*** Opening TEXT ***

I love Valentine's Day. I remember the parties we had when I was in elementary school and the joy of opening each of my little valentines at home to see what treasures my classmates had given me. The candy hearts with sayings, the chocolate and the special cards are still vivid in my mind. In second grade, Joey, my crush, underlined the word 'not' on his card: "It's not puppy love, Valentine!" (Did that might mean he like-liked me? Or not at all? ) But I also remember making the biggest valentine for my teacher, Ms. Drake, whom I adored.
Ms. Drake was my favorite teacher. I loved her. I loved her huge afro and her big gold hoop earrings. I loved her platform shoes and pantsuits (yes, I'm old. It was around 1975) and, above all, I loved what I learned in second grade. Ms. Drake taught us that women had to fight like heck to get the right to vote. She taught us that "Ms." was a neutral title and that men didn't have any such titles to show their marital status. I remember being incredulous that women hadn't been able to vote before 1920. I knew it was different to be a girl already. I knew boys were supposed to be stronger and tougher. I rejected all of that and was hearing about ERA (Equal Rights Amendment) from my mom, a League of Women Voters leader, at home. But I didn't feel connected to Susan B. Anthony until that year.
Ms. Drake, an African-American, also taught us about the Civil Rights movement. I learned about Harriet Tubman, Martin Luther King, Jr., and I distinctly remember learning about Dr. Charles R. Drew, the African American surgeon who pioneered saving lives with blood plasma and, legend then had it, died of blood loss after a car accident because he was black and wasn't allowed in the white hospital. I remember the horrible injustice of the history I was learning. But what Ms. Drake taught was not just the untold (particularly back then) history of the United States' people seeking equal rights; it was her inspiration that stayed with me.

*** Closing TEXT ***

▸ **TASK REQUIREMENTS**
1. In the essay about the second-grade teacher Ms. Drake, which word did Joey underline on his valentine card?
2. Go on with the essay about Ms. Drake, picking up right after its last sentence.

*** Opening DATASET EXCERPTS ***

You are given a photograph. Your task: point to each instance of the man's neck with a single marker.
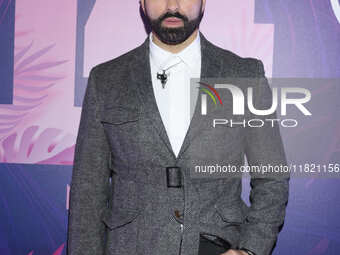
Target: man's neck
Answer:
(174, 48)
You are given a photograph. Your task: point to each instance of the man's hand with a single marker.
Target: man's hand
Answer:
(234, 252)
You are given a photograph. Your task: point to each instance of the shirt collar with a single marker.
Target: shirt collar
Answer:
(189, 55)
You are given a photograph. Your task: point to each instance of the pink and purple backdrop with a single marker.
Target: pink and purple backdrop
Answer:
(47, 49)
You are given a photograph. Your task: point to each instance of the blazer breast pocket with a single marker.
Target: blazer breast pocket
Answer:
(122, 126)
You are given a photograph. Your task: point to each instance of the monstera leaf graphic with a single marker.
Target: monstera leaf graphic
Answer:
(34, 78)
(48, 146)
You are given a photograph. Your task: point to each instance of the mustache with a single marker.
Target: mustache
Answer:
(173, 15)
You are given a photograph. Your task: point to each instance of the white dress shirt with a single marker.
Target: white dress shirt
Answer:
(173, 101)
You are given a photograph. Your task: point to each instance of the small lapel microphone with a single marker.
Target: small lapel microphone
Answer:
(163, 77)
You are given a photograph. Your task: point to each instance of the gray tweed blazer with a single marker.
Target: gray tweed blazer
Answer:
(119, 201)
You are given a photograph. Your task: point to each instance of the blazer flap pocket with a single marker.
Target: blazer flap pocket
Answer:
(115, 218)
(231, 212)
(120, 115)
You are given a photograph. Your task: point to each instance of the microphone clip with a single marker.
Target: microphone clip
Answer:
(163, 77)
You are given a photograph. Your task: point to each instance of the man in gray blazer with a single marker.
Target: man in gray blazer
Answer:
(132, 189)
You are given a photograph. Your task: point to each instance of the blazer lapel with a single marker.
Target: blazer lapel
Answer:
(211, 66)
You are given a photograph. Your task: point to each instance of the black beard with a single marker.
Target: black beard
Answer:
(171, 35)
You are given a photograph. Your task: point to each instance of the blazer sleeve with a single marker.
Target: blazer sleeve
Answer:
(90, 183)
(269, 192)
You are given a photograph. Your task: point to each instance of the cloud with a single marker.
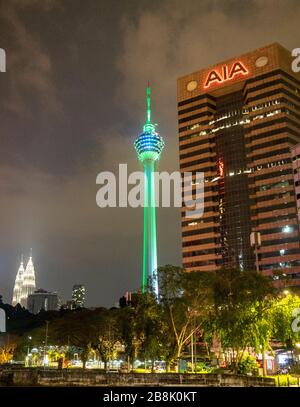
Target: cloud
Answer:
(29, 66)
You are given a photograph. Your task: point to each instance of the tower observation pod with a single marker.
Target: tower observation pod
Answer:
(149, 146)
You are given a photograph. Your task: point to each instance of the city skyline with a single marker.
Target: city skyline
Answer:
(69, 101)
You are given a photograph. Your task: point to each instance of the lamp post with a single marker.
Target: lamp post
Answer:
(46, 342)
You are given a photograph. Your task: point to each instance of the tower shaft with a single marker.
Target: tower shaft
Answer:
(150, 246)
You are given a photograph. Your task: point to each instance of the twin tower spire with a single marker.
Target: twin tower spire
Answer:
(24, 283)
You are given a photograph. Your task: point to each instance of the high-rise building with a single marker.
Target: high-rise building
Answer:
(78, 296)
(296, 167)
(42, 299)
(28, 286)
(149, 146)
(17, 292)
(238, 121)
(24, 283)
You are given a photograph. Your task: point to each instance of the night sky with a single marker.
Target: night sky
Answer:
(72, 103)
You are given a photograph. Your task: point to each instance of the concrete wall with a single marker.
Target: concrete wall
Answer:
(39, 377)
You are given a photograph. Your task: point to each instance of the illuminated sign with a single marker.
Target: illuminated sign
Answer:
(225, 74)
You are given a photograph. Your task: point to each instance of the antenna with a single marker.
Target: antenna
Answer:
(148, 93)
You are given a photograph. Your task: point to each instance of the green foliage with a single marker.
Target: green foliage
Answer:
(247, 365)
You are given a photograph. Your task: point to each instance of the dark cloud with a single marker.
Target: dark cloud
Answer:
(72, 102)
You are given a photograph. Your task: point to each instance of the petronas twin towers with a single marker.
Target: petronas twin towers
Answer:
(24, 284)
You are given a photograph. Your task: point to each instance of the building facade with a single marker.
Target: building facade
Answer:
(42, 300)
(78, 296)
(24, 283)
(296, 168)
(238, 121)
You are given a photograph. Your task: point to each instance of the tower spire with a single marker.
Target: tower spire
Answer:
(148, 93)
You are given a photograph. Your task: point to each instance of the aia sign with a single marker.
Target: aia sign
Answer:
(226, 73)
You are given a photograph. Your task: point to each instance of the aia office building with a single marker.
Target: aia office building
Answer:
(239, 122)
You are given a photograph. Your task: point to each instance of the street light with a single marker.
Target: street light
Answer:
(29, 339)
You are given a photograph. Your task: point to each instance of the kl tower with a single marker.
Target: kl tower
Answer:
(149, 146)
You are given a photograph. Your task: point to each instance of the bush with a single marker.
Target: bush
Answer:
(247, 365)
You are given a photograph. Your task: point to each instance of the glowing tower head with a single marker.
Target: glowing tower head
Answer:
(149, 146)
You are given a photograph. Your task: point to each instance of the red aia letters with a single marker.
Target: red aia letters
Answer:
(224, 74)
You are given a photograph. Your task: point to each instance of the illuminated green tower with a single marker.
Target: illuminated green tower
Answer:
(149, 146)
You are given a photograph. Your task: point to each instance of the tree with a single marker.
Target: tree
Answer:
(107, 334)
(282, 319)
(8, 345)
(185, 300)
(239, 318)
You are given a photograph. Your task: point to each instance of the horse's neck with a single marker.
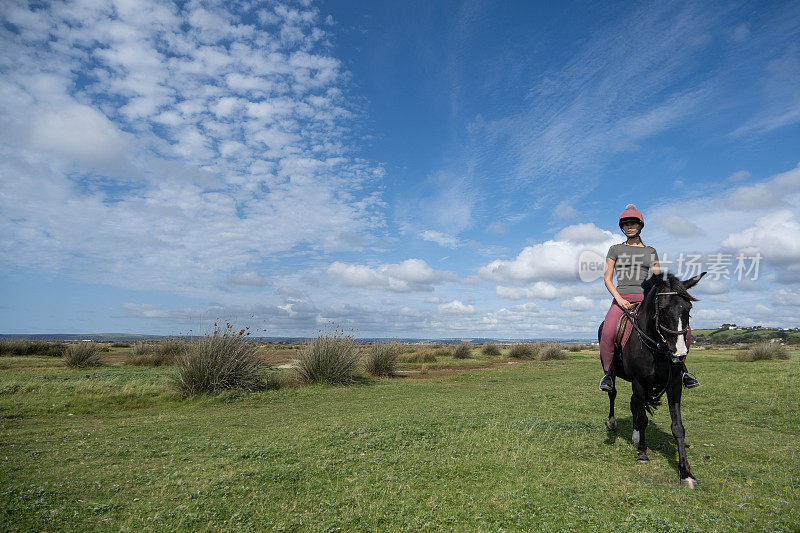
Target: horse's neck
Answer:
(645, 318)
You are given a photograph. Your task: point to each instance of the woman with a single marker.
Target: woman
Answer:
(632, 262)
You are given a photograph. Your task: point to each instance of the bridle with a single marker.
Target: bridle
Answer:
(656, 346)
(660, 328)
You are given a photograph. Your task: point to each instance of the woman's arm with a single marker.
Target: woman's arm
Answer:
(655, 269)
(608, 277)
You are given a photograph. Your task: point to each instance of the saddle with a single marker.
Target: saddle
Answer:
(624, 328)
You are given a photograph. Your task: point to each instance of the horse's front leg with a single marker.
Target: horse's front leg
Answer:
(674, 399)
(639, 421)
(611, 423)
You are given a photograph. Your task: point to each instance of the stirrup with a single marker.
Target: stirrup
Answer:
(606, 384)
(689, 381)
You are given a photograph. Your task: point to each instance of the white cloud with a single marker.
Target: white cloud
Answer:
(553, 260)
(248, 279)
(540, 290)
(497, 227)
(584, 234)
(456, 307)
(679, 226)
(578, 303)
(738, 176)
(174, 145)
(788, 297)
(442, 239)
(775, 236)
(564, 210)
(410, 275)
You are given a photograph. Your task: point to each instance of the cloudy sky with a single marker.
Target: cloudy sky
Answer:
(423, 169)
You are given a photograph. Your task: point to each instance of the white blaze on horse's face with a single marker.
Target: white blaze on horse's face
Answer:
(680, 343)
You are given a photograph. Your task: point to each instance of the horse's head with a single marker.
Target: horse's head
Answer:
(672, 305)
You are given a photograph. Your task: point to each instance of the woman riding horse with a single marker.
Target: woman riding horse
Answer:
(632, 262)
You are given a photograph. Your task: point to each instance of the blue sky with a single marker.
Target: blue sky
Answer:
(425, 169)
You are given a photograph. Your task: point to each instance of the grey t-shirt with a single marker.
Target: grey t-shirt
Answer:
(632, 266)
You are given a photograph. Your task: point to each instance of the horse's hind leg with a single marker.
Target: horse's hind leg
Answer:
(639, 424)
(611, 423)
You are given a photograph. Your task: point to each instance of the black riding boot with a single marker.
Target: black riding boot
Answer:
(607, 383)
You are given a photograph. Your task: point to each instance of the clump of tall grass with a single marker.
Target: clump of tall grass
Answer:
(764, 351)
(420, 356)
(82, 354)
(120, 345)
(382, 359)
(330, 358)
(218, 361)
(28, 347)
(490, 348)
(462, 351)
(522, 350)
(551, 351)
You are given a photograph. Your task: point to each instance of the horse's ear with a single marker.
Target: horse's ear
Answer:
(656, 280)
(691, 282)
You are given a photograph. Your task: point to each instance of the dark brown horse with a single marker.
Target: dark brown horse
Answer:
(652, 360)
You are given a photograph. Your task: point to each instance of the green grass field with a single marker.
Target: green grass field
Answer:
(514, 447)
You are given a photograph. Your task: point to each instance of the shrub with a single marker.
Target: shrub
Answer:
(521, 350)
(551, 351)
(221, 360)
(764, 351)
(27, 347)
(82, 354)
(462, 351)
(422, 356)
(330, 358)
(171, 348)
(273, 381)
(382, 359)
(490, 348)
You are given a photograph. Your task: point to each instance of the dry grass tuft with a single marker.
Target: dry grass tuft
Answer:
(462, 351)
(330, 358)
(490, 348)
(382, 359)
(522, 350)
(552, 351)
(764, 351)
(221, 360)
(82, 355)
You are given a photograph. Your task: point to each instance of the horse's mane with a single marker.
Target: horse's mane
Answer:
(670, 282)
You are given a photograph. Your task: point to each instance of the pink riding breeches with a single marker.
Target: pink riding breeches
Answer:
(610, 328)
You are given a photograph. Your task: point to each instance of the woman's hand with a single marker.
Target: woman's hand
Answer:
(623, 303)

*** Closing DATASET EXCERPTS ***

▸ **TASK-BY-TASK OUTPUTS**
1. He underlined the word "not."

2.
Empowered by the love and confidence Ms. Drake gave to me, I was determined that year to become the first woman president of the United States. I asked my mom to give me jobs with the League of Women Voters so that I could become more politically active. I had my grandfather buy me thick children's history books in the used book store because I knew I would have to learn a lot to be smart enough to be president. And I wrote my inauguration speech which I still have somewhere in a scrapbook. I think it was a nearly-plagiarized version of Martin Luther King, Jr.'s "I Have A Dream" speech.
To be sure, there are other significant memories I have of that year. For instance, I spent much of my second grade days doing my work sitting in the corner. I was a talker. Unfortunately for Ms. Drake, I was a talking-out-of-turn talker and her discipline sometimes included creating new corners with bulletin boards on wheels for me and my social friends. I don't remember feeling humiliation or shame, however. (Perhaps if I had, I might not have become so comfortable there?) I remember it as par for the course of my experience--just as I remember sitting at her feet on the floor while she talked to us about civil rights.
I reflect on all this to illustrate the point that teachers do not just teach history. They do not just teach reading, writing, and arithmetic. They teach children self-control and social skills. They teach them about injustice and kindness and courage. They teach them to find their passions. And teachers inspire and empower children to be responsible, passionate and active citizens of tomorrow.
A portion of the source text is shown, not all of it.